**Exercise instructions**
Using the material that follows, output exactly the lines from the one containing "Expected behaviour: for each instance of the plain" through the one containing "Query: forehead", with both ends kept.

━━━━━━━━━━━━━━━━

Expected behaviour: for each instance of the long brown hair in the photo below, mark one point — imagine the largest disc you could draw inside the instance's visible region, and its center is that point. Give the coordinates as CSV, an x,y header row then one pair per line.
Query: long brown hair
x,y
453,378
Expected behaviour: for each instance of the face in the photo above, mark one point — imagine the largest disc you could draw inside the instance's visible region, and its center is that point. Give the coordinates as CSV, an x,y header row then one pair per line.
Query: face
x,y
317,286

━━━━━━━━━━━━━━━━

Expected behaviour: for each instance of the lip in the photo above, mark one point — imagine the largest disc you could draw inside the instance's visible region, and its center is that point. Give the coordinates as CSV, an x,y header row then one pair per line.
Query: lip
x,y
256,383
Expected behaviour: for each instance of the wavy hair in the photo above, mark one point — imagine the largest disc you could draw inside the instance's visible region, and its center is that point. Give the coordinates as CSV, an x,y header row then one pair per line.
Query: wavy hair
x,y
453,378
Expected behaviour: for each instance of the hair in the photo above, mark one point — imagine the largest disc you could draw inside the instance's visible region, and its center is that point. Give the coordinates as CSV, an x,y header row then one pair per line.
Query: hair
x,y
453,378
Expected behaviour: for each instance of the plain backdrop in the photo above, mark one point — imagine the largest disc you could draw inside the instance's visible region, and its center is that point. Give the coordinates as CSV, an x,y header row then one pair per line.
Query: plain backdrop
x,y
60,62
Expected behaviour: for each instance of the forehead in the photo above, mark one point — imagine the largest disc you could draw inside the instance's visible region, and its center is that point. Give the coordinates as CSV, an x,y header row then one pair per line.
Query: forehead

━━━━━━━━━━━━━━━━

**Response box**
Expected behaviour: for each instance of the plain backdrop in the photo above, mark one point — imagine the largest disc you could draw inside the instance's visible region, and its center is that point. Give the coordinates as CSV, an x,y header row then one pair per line.
Query: plain backdrop
x,y
60,62
Expected behaviour: for each instance of the forehead in the photo above, mark one point — imagine the largest disc you could draw inside the instance's visible region, and its center is that point. Give the coordinates as CSV, an x,y header row then one pair per line.
Query: forehead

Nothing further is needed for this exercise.